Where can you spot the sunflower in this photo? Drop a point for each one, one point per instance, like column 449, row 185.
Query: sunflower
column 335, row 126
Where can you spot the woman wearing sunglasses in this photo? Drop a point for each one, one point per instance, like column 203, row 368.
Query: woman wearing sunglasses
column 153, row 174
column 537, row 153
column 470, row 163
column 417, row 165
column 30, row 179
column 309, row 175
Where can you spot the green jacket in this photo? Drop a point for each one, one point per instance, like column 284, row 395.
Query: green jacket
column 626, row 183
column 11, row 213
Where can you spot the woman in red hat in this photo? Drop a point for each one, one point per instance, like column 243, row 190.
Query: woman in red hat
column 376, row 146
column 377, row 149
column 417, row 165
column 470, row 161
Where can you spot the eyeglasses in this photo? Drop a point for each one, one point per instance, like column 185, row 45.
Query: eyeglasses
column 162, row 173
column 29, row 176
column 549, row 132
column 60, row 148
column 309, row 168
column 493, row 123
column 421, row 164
----------------
● **What you are asked to do**
Above is a listing; print exactly its lines from the one with "Query: sunflower" through the one with "Where can you spot the woman wearing", and no other lines.

● **Expected answer**
Query: sunflower
column 335, row 126
Where can you spot the woman wearing sunglasses in this photo? Drop a point for each one, one point per instance, like column 203, row 368.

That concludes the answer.